* Data for this exercise
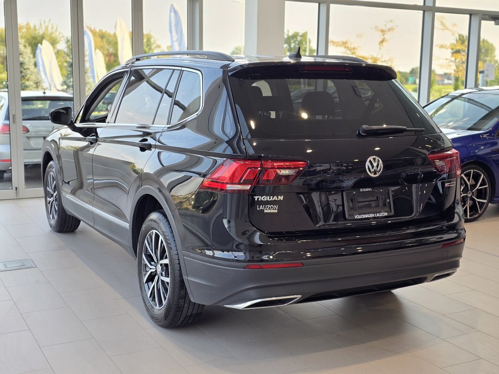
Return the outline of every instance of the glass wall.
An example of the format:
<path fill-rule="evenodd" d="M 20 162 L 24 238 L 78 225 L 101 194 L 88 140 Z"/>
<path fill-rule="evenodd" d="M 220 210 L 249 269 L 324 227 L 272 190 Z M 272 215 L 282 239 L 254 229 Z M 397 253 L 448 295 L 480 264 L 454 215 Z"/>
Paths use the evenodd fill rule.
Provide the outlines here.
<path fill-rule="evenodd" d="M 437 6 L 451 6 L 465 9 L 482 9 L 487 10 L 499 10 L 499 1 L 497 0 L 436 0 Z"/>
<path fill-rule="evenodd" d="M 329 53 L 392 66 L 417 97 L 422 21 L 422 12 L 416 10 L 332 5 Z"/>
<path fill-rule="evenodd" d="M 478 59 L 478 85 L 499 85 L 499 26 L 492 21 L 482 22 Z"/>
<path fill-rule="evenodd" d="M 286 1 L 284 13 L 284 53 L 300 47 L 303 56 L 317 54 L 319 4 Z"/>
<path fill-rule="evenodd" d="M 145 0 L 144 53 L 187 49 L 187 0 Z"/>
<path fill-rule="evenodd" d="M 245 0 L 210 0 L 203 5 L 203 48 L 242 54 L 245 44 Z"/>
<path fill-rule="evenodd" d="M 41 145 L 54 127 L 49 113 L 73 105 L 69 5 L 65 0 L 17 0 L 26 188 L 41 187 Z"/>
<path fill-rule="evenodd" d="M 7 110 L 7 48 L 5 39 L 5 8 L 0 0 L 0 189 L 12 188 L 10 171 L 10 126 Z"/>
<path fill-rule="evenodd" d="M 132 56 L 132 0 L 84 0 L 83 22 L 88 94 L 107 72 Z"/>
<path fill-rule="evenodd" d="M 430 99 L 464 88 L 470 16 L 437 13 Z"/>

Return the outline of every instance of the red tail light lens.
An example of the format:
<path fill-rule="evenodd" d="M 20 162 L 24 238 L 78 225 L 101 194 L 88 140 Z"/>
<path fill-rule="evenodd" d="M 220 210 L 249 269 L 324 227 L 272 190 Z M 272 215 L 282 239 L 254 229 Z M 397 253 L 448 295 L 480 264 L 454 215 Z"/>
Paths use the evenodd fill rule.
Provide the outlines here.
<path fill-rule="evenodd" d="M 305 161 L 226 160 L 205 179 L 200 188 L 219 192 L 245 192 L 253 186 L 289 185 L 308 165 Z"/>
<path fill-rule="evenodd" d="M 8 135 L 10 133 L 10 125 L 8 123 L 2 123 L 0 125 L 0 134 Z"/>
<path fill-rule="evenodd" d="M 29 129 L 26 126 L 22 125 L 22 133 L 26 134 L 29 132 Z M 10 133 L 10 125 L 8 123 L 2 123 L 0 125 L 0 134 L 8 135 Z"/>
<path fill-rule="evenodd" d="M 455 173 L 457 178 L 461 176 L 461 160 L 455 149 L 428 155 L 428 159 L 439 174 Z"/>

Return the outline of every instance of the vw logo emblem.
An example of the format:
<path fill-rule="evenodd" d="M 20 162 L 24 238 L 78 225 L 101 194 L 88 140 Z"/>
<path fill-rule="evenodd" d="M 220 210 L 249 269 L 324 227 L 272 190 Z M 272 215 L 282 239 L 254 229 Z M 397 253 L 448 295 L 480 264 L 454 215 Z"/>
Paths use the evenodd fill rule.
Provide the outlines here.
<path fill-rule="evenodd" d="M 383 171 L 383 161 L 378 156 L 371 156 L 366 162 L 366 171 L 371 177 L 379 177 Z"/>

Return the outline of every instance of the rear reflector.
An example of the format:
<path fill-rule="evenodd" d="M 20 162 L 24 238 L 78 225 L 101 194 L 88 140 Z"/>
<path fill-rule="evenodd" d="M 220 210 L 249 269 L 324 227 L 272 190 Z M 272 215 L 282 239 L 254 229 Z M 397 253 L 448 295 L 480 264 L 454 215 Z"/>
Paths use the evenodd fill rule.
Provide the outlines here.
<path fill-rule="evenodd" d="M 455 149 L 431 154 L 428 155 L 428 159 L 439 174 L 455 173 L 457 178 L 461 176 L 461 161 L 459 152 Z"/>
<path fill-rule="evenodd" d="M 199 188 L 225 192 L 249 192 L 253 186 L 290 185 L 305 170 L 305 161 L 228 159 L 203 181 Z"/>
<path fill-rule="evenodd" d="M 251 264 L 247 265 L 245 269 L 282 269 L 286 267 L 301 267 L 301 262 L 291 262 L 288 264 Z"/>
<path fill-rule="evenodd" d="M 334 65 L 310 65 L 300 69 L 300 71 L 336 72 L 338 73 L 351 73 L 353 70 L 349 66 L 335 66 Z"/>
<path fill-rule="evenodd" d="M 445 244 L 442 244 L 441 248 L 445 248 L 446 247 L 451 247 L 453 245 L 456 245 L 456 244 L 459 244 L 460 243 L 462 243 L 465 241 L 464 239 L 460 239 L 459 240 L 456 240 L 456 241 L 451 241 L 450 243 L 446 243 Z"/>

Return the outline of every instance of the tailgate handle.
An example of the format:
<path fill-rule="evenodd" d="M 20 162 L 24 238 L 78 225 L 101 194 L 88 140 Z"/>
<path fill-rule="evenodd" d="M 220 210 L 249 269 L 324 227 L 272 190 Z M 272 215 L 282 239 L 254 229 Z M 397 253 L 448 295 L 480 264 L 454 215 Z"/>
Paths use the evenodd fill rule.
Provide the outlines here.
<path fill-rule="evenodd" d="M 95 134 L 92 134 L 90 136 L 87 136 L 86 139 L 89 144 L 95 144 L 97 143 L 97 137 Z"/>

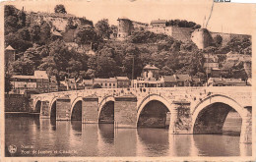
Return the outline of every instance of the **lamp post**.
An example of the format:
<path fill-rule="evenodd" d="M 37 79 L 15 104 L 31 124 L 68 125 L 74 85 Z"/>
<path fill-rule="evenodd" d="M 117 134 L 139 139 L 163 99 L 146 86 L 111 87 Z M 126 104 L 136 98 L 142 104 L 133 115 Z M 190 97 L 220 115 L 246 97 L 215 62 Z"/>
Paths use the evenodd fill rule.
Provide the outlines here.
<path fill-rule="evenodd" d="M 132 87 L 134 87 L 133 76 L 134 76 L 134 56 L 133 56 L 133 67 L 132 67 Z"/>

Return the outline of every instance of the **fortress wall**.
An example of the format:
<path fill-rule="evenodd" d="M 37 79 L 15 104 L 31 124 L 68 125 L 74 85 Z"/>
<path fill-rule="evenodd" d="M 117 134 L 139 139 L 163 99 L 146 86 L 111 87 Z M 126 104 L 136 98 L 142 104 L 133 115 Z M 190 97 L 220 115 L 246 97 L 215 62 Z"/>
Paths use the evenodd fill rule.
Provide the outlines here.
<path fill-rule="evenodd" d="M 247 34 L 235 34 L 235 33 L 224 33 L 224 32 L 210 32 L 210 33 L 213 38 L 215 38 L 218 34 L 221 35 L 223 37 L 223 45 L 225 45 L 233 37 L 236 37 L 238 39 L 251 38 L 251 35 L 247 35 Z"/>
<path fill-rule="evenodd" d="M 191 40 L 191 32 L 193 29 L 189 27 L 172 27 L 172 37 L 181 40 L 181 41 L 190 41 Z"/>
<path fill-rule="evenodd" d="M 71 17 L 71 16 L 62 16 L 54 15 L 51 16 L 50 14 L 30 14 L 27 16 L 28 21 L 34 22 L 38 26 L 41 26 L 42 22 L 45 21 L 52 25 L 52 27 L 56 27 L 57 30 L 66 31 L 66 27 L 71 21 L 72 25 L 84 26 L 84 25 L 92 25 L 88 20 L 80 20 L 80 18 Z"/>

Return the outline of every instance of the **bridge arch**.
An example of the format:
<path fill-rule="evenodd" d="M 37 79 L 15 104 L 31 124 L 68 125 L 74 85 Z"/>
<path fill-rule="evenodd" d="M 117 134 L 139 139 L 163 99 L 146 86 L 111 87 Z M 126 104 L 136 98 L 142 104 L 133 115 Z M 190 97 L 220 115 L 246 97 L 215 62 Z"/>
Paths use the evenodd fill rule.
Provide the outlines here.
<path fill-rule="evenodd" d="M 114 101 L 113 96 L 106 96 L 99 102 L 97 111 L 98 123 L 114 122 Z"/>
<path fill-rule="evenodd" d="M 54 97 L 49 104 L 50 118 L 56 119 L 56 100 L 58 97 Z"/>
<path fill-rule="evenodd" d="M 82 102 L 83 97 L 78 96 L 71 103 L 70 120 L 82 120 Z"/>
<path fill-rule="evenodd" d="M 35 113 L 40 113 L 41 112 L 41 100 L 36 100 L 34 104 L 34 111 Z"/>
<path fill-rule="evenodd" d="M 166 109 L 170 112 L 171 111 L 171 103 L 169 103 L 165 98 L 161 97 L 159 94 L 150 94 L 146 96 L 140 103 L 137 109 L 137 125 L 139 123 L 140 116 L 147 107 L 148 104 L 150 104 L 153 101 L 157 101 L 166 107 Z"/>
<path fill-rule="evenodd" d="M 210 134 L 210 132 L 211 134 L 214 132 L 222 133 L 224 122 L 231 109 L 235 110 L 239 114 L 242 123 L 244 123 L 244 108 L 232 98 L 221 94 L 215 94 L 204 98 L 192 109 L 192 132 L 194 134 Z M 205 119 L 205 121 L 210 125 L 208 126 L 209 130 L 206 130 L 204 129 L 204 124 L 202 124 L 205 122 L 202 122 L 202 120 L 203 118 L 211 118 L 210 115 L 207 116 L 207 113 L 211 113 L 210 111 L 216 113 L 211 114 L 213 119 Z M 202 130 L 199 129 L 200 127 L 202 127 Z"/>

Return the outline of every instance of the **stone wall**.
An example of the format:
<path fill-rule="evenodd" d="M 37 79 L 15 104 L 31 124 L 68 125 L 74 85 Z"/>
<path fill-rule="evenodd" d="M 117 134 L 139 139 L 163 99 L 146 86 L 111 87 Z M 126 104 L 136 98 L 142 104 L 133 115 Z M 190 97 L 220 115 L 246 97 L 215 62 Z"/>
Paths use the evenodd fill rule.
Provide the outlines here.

---

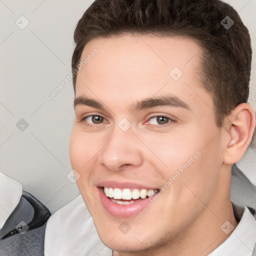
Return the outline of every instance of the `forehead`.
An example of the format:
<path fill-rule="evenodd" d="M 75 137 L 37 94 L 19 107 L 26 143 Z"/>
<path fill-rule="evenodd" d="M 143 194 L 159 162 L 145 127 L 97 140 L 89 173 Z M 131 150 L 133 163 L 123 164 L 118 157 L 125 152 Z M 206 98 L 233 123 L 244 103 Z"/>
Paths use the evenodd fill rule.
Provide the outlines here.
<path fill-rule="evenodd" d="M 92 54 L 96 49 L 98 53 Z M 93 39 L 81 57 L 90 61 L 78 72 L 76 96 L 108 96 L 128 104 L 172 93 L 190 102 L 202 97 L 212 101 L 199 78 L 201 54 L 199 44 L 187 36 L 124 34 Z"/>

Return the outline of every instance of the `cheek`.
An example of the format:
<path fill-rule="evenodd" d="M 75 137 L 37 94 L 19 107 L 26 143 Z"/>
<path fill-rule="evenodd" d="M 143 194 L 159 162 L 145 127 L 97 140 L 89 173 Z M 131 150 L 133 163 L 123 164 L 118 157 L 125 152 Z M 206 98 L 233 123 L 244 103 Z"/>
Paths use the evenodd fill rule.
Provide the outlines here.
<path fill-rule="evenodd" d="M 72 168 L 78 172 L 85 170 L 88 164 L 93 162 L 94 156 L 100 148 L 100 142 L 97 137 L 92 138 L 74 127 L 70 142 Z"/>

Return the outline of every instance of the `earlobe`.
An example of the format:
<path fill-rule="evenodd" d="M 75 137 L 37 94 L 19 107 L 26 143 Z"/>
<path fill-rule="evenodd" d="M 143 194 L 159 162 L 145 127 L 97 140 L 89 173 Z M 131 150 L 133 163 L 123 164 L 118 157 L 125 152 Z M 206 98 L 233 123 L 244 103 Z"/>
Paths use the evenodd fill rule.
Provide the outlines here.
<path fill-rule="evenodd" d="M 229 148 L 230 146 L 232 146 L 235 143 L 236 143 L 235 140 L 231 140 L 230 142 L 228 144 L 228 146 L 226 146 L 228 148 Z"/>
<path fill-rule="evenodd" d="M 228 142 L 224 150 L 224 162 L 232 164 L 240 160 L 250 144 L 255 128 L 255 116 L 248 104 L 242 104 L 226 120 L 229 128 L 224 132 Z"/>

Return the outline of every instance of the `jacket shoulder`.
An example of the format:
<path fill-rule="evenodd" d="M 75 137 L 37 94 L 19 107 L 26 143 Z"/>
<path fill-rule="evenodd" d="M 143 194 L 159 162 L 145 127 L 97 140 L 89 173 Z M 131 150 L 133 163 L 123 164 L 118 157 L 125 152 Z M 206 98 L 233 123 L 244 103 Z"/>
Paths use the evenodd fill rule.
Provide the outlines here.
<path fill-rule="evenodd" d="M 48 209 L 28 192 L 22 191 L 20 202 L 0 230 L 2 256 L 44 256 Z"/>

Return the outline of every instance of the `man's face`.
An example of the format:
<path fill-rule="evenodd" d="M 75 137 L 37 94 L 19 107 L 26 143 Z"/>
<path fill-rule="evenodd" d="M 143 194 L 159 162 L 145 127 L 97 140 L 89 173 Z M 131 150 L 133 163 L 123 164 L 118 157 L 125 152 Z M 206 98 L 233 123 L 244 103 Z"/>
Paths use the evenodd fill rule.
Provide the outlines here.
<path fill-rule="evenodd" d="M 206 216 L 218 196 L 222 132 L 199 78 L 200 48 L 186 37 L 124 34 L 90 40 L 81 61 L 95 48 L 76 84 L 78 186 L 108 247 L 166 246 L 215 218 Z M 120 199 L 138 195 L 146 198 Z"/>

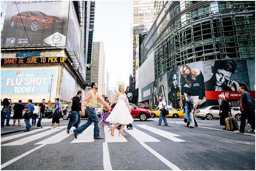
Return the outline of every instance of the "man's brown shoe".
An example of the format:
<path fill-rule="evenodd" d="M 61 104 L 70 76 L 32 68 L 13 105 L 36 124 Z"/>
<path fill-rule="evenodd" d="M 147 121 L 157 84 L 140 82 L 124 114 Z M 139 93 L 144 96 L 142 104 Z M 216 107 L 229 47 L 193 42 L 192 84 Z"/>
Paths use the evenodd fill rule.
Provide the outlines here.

* What you are asked to do
Reproduce the material beginning with the line that contains "Return the outline of every instance of the **fortress" and continuing through the line that contains "71 17 L 71 16", swapping "fortress wall" for "castle wall" and leaving everything else unchanged.

* Final answer
Return the outline of every instance of the **castle wall**.
An example of the format:
<path fill-rule="evenodd" d="M 37 79 L 15 104 L 31 124 L 68 125 L 74 85 Z"/>
<path fill-rule="evenodd" d="M 117 134 L 139 139 L 163 99 L 146 86 L 111 87 Z M 126 104 L 136 98 L 142 104 L 133 115 Z M 190 97 L 220 115 L 246 97 L 215 62 Z"/>
Paths use the evenodd fill rule.
Provide the outlines here.
<path fill-rule="evenodd" d="M 247 34 L 235 34 L 235 33 L 224 33 L 224 32 L 210 32 L 210 33 L 213 38 L 215 38 L 218 34 L 221 35 L 223 37 L 223 45 L 225 45 L 233 37 L 236 37 L 238 39 L 251 38 L 251 35 L 247 35 Z"/>
<path fill-rule="evenodd" d="M 191 40 L 191 32 L 193 29 L 189 27 L 172 27 L 172 37 L 181 40 L 181 41 L 190 41 Z"/>
<path fill-rule="evenodd" d="M 71 17 L 71 16 L 62 16 L 54 15 L 51 16 L 50 14 L 30 14 L 27 16 L 28 21 L 34 22 L 38 26 L 41 26 L 42 22 L 45 21 L 52 25 L 52 27 L 56 27 L 57 30 L 66 31 L 66 27 L 71 21 L 72 25 L 84 26 L 84 25 L 92 25 L 88 20 L 80 20 L 80 18 Z"/>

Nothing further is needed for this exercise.